- RECORDS FOR THE EXERCISE -
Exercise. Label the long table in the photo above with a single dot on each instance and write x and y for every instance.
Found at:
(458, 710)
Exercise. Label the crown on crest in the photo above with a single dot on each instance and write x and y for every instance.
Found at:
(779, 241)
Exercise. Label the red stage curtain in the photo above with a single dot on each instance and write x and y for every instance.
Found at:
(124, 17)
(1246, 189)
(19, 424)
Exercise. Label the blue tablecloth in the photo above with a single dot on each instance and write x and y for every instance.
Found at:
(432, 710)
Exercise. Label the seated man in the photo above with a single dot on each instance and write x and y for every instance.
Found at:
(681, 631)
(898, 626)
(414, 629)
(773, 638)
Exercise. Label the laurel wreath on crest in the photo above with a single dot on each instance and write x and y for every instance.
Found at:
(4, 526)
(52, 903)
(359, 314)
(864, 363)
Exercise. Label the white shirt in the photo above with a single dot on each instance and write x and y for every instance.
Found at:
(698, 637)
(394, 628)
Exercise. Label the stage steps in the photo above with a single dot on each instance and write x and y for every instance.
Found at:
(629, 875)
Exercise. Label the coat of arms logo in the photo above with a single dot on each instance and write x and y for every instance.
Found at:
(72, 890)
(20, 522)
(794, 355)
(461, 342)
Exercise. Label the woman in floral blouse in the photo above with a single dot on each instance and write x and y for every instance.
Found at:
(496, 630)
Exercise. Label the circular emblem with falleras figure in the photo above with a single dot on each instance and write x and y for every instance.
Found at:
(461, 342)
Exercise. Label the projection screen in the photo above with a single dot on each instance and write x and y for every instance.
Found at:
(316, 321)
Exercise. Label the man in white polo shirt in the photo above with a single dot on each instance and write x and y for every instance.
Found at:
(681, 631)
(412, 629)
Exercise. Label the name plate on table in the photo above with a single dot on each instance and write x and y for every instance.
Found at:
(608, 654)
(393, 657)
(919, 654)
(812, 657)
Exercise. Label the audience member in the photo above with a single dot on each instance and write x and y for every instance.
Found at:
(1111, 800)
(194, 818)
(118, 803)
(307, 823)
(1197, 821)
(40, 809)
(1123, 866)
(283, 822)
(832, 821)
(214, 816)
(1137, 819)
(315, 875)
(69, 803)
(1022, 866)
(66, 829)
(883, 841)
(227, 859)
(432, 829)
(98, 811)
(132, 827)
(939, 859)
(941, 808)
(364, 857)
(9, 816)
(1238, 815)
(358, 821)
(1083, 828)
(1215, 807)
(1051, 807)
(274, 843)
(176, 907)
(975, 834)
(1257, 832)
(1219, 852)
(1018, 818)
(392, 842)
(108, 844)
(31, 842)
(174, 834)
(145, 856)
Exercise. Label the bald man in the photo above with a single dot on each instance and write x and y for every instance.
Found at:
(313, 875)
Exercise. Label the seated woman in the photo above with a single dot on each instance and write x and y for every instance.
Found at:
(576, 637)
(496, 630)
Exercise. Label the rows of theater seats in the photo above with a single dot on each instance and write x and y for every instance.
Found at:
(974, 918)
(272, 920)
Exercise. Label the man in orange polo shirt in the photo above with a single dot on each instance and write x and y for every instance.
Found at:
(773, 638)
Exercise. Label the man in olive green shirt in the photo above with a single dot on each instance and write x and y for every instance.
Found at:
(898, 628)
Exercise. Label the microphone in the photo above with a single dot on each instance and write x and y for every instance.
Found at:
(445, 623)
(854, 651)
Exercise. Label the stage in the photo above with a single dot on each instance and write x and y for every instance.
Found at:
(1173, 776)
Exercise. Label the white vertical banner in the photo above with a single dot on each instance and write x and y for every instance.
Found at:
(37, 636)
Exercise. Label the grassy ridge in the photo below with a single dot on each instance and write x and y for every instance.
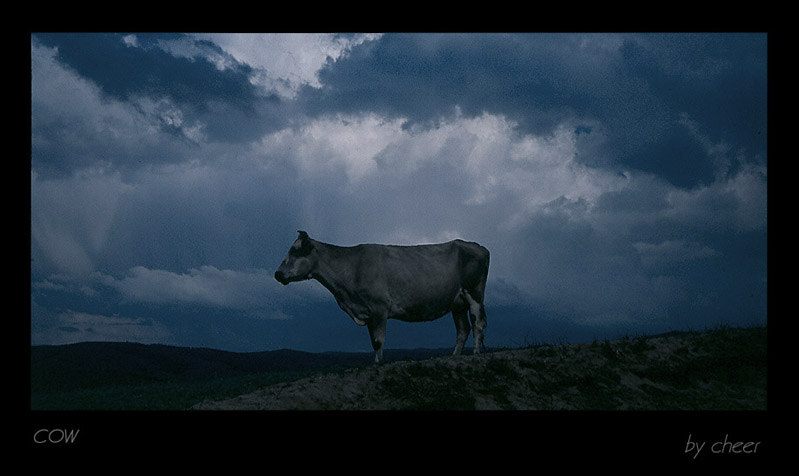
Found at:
(721, 369)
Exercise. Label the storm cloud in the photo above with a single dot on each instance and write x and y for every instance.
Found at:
(619, 180)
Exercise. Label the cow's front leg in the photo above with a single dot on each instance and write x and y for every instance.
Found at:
(377, 333)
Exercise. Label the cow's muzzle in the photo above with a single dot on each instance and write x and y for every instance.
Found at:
(281, 278)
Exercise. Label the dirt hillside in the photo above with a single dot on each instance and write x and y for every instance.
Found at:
(720, 370)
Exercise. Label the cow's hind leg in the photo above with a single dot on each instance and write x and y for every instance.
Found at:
(462, 327)
(478, 317)
(377, 334)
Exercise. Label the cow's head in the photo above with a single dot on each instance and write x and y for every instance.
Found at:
(299, 262)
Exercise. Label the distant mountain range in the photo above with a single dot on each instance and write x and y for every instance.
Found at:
(61, 368)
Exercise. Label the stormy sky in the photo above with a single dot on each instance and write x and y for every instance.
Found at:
(619, 180)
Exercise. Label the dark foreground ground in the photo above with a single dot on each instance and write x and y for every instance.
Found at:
(723, 369)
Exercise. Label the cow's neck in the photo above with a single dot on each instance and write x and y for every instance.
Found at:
(333, 266)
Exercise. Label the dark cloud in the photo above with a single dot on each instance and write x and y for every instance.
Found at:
(636, 85)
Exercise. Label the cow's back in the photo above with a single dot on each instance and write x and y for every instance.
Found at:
(421, 282)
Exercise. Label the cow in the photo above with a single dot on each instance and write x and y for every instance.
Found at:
(373, 283)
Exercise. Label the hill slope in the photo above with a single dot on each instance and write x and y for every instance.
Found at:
(719, 370)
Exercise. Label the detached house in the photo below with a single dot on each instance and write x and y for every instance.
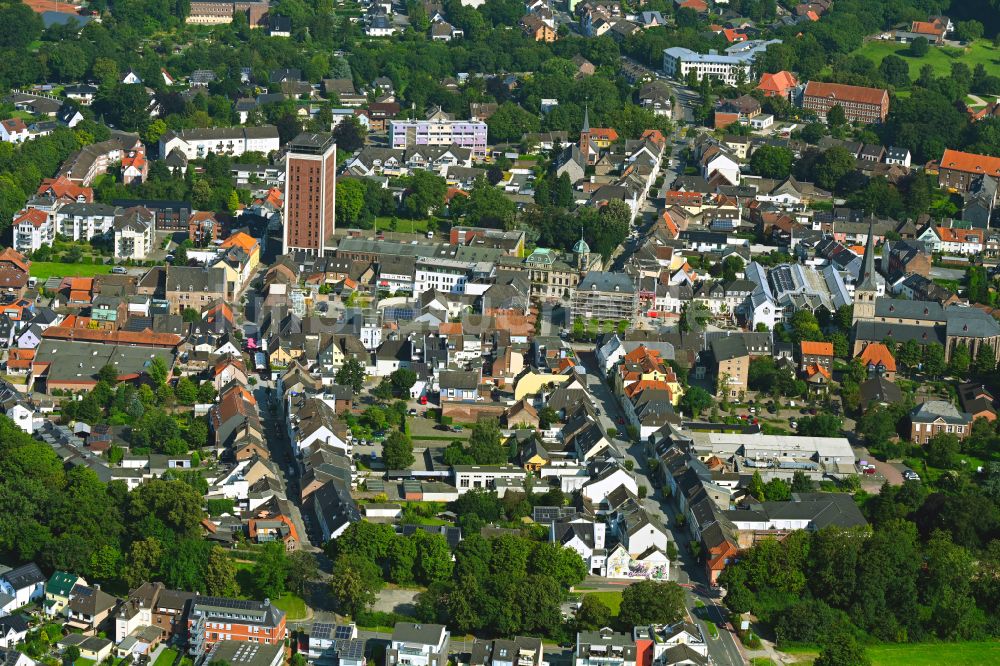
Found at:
(25, 584)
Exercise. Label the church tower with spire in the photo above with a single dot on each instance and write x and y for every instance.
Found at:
(867, 290)
(585, 134)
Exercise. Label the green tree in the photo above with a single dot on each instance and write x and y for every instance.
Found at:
(424, 194)
(403, 380)
(563, 195)
(562, 564)
(397, 451)
(919, 47)
(354, 583)
(756, 488)
(302, 568)
(186, 391)
(942, 449)
(842, 649)
(352, 374)
(771, 162)
(831, 167)
(836, 116)
(651, 602)
(108, 374)
(270, 571)
(350, 200)
(509, 122)
(960, 358)
(369, 540)
(985, 359)
(696, 400)
(933, 359)
(895, 71)
(143, 561)
(433, 561)
(402, 557)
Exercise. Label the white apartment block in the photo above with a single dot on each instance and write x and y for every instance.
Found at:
(83, 221)
(730, 67)
(232, 141)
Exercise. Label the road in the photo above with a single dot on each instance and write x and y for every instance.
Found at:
(269, 408)
(723, 650)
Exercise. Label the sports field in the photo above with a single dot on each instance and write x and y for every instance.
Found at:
(940, 58)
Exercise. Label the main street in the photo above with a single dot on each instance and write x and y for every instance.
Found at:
(702, 606)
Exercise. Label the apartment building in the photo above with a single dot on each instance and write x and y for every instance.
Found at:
(440, 130)
(334, 645)
(310, 193)
(860, 104)
(731, 363)
(133, 229)
(732, 67)
(521, 651)
(605, 296)
(418, 645)
(232, 141)
(604, 648)
(214, 619)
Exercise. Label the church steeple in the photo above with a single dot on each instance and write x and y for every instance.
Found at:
(867, 289)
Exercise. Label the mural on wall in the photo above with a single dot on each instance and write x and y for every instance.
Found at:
(621, 565)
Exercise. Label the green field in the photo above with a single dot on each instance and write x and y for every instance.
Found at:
(940, 58)
(43, 270)
(293, 605)
(166, 658)
(612, 599)
(954, 654)
(920, 654)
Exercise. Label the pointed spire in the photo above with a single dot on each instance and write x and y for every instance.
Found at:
(868, 262)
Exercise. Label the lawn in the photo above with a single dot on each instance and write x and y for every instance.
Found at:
(43, 270)
(166, 658)
(940, 58)
(920, 654)
(293, 605)
(612, 599)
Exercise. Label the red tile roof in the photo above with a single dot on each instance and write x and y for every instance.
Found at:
(245, 242)
(952, 235)
(14, 125)
(63, 187)
(778, 83)
(10, 255)
(20, 359)
(956, 160)
(33, 215)
(816, 369)
(844, 93)
(604, 134)
(816, 348)
(877, 353)
(926, 28)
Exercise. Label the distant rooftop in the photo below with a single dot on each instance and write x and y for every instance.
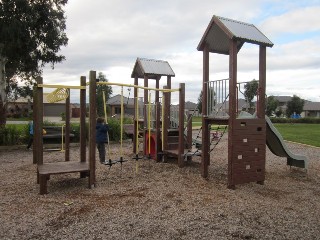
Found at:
(220, 30)
(151, 68)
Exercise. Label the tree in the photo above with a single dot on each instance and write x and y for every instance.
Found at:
(294, 106)
(199, 103)
(32, 33)
(100, 89)
(272, 105)
(250, 91)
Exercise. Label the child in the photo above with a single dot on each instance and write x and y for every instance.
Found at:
(101, 138)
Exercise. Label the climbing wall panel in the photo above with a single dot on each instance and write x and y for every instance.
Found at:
(248, 153)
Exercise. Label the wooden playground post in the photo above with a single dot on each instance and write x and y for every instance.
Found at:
(181, 125)
(189, 134)
(38, 124)
(67, 128)
(165, 122)
(83, 149)
(92, 127)
(232, 109)
(205, 135)
(145, 115)
(34, 118)
(136, 115)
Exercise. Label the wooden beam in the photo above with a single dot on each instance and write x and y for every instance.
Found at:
(232, 108)
(67, 128)
(83, 120)
(205, 140)
(92, 130)
(181, 125)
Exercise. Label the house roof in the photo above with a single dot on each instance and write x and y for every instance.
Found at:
(283, 99)
(311, 106)
(190, 105)
(116, 100)
(27, 99)
(220, 30)
(151, 68)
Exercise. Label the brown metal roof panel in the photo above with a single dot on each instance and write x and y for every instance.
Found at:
(157, 67)
(220, 30)
(245, 31)
(152, 68)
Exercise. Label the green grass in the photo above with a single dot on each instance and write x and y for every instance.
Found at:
(295, 132)
(299, 132)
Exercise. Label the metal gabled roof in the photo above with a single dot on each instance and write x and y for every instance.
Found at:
(220, 30)
(151, 68)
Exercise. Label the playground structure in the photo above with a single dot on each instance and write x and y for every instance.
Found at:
(247, 136)
(86, 167)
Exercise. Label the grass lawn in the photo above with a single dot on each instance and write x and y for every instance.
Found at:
(296, 132)
(300, 132)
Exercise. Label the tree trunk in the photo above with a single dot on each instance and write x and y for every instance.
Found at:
(3, 94)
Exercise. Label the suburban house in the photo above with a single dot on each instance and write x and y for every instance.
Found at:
(310, 109)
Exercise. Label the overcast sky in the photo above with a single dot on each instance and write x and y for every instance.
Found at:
(108, 36)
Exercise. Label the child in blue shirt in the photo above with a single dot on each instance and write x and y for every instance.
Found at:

- PROBLEM TO WORK ON -
Starting with the line that contains "Exercise. Label the wooden playground", output every line through the end of the listing above, unchanged.

- ANSWER TO THE PROBLEM -
Exercise. Label the wooden playground post in the photo above with a single dot on each instance and write x and y for every instance.
Found at:
(181, 125)
(189, 134)
(38, 124)
(67, 128)
(165, 122)
(83, 149)
(92, 127)
(232, 109)
(205, 135)
(145, 115)
(34, 118)
(136, 115)
Exercise. Label the wooden beam in the photo above with a single dot on each instance and write x and y for every instance.
Found at:
(232, 108)
(67, 128)
(83, 120)
(205, 140)
(92, 130)
(181, 125)
Exercise. Label the house roof in the photo above with a single dot on each instance and write x and y for every instance.
Found at:
(283, 99)
(311, 106)
(190, 105)
(116, 100)
(27, 99)
(220, 30)
(151, 68)
Exercise. Label the brown metal roof panel in the photo above with a single dot on each instance and write x and y for every instance.
Found at:
(157, 67)
(220, 30)
(245, 31)
(152, 68)
Exercise. Label the green grass in the photo above with a single dot on each instance and write x and y for every instance.
Found at:
(295, 132)
(299, 132)
Exercise. Label the metal gabled roof in the photo above with a single dot on each instance and write x and y for every instance.
Found at:
(220, 30)
(151, 68)
Exercise. Label the playground structure in the photo above with a single dot on each instance and write x and y for every instance.
Found at:
(247, 136)
(86, 167)
Exercise. Label the grass lawn in the photo above with a single dot on each instance and write x and y for every instance.
Found at:
(296, 132)
(300, 132)
Exercise. Label the tree trunk in the photo above with a single dot on each instance and write x and y for every instance.
Found at:
(3, 94)
Exercise. Label the suburban house in the photo above with a single dot on each instance and write x and y for every instance.
Found at:
(310, 109)
Exercise. Label the overcast sky in the photo above with a single dot on each instance and write x and y for every instance.
Found at:
(108, 36)
Exercise. Label the child in blue shirt in the photo above with a single dot on each instance and write x and y for every instance.
Found at:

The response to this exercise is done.